The records below are to be duplicated character for character.

*** Block opens ***

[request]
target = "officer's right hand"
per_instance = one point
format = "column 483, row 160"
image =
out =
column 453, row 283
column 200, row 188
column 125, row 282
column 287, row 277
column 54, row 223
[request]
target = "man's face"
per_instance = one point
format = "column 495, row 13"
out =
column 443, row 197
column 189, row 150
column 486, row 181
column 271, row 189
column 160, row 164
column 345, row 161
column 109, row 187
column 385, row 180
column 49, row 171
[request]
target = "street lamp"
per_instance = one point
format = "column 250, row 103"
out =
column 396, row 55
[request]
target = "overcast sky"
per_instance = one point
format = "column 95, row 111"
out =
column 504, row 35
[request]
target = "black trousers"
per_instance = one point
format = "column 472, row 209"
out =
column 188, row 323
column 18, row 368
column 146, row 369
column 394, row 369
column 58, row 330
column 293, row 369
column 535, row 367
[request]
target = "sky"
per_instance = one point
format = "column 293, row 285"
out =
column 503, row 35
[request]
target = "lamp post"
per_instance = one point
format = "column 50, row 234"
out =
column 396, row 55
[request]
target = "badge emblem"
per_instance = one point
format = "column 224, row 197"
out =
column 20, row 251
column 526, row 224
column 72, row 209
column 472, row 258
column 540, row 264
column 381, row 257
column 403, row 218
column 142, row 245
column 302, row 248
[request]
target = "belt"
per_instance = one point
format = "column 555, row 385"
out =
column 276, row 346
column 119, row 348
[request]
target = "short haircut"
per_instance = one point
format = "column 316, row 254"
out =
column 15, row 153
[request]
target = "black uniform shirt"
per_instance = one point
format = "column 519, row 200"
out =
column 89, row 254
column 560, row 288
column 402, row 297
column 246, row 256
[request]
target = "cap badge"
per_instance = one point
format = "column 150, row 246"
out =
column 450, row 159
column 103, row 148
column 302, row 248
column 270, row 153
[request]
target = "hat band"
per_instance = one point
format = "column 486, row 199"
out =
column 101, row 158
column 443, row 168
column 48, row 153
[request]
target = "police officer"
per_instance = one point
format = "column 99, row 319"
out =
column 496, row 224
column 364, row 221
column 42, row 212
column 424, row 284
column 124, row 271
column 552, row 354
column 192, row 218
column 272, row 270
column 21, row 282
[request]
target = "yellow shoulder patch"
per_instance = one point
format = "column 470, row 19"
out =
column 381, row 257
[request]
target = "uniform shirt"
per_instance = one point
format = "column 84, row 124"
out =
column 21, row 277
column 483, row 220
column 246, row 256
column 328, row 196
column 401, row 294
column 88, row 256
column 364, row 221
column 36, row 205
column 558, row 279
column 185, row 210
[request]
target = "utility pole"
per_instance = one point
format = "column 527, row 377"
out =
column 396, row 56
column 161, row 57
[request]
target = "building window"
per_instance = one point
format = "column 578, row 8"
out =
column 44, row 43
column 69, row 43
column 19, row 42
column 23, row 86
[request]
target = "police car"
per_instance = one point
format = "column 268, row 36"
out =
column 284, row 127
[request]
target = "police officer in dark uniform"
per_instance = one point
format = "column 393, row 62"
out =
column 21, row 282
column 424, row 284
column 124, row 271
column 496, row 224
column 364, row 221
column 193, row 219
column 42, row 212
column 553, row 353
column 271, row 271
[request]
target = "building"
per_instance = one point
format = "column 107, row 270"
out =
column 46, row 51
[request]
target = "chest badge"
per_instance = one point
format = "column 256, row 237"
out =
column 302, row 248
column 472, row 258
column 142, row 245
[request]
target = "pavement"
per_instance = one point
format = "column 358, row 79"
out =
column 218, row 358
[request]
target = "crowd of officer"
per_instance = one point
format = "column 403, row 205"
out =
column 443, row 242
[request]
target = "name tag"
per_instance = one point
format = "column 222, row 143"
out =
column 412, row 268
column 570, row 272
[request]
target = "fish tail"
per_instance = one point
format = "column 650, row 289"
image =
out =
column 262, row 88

*** Block closes ***

- [Exercise output]
[request]
target = "officer's right hand"
per_instance = one point
format = "column 483, row 160"
image =
out =
column 453, row 283
column 200, row 188
column 125, row 282
column 287, row 277
column 54, row 223
[request]
target = "man's face"
per_instance = one point
format = "column 495, row 13"
out =
column 443, row 197
column 189, row 150
column 486, row 181
column 271, row 189
column 160, row 164
column 345, row 161
column 109, row 187
column 385, row 180
column 49, row 171
[request]
target = "street lamp"
per_instance = one point
format = "column 250, row 103"
out =
column 396, row 55
[request]
target = "overcast sky"
per_instance = one point
format = "column 95, row 111"
out =
column 504, row 35
[request]
target = "black trousers"
per_instance = one point
format = "column 472, row 209"
out =
column 188, row 323
column 18, row 368
column 146, row 369
column 394, row 369
column 58, row 330
column 293, row 369
column 535, row 367
[request]
target = "sky"
per_instance = one point
format = "column 293, row 285"
out =
column 503, row 35
[request]
target = "lamp post"
per_instance = one point
format = "column 50, row 234"
out =
column 396, row 55
[request]
target = "badge emblem"
per_instance = one point
format = "column 224, row 197"
out =
column 20, row 251
column 526, row 224
column 72, row 209
column 472, row 258
column 540, row 264
column 381, row 257
column 403, row 218
column 142, row 245
column 302, row 248
[request]
target = "belt"
per_instance = one point
format = "column 555, row 385"
out =
column 276, row 346
column 119, row 348
[request]
target = "short haircut"
per_instance = one point
format = "column 316, row 254"
out =
column 15, row 153
[request]
target = "black uniform shirt"
per_instance = one point
format = "column 519, row 200"
out =
column 89, row 254
column 560, row 288
column 402, row 297
column 246, row 256
[request]
target = "cap badge"
per_instance = one point
format = "column 150, row 246"
out =
column 450, row 159
column 103, row 148
column 302, row 248
column 270, row 153
[request]
target = "hat band"
per_instance = one point
format = "column 486, row 199"
out =
column 101, row 158
column 443, row 168
column 48, row 153
[request]
target = "police officer"
per_instance = one point
format = "column 99, row 319"
out =
column 496, row 224
column 364, row 221
column 42, row 212
column 424, row 284
column 124, row 271
column 552, row 354
column 192, row 218
column 272, row 270
column 21, row 282
[request]
target = "yellow shoulder patch"
per_instance = one point
format = "column 470, row 19"
out =
column 381, row 257
[request]
target = "uniform shirt"
per_instance = one point
format = "column 84, row 124"
out =
column 21, row 277
column 483, row 220
column 246, row 256
column 328, row 196
column 401, row 294
column 88, row 256
column 364, row 221
column 36, row 205
column 558, row 279
column 185, row 210
[request]
target = "utility pole"
per_instance = one point
format = "column 527, row 377"
out =
column 396, row 56
column 161, row 57
[request]
target = "building window"
per_instance = one point
format = "column 578, row 8"
out =
column 44, row 43
column 69, row 43
column 19, row 42
column 23, row 86
[request]
target = "police car"
per_instance = one point
format = "column 268, row 36"
out =
column 284, row 127
[request]
target = "police officer in dark uniform"
per_instance = one point
format = "column 393, row 62"
out =
column 21, row 282
column 424, row 284
column 124, row 271
column 496, row 224
column 364, row 221
column 193, row 219
column 42, row 212
column 553, row 353
column 271, row 271
[request]
target = "building"
per_instance = one point
format = "column 107, row 270"
out =
column 46, row 51
[request]
target = "chest badge"
per_instance = one point
format = "column 256, row 237"
out =
column 302, row 248
column 472, row 258
column 142, row 245
[request]
target = "pavement"
per_instance = one point
format = "column 358, row 79"
out =
column 218, row 358
[request]
target = "crowd of officer"
per_instance = one point
format = "column 403, row 205"
out =
column 443, row 242
[request]
target = "name tag"
per_instance = one point
format = "column 222, row 143"
out =
column 412, row 268
column 570, row 272
[request]
target = "fish tail"
per_instance = one point
format = "column 650, row 289"
image =
out =
column 262, row 88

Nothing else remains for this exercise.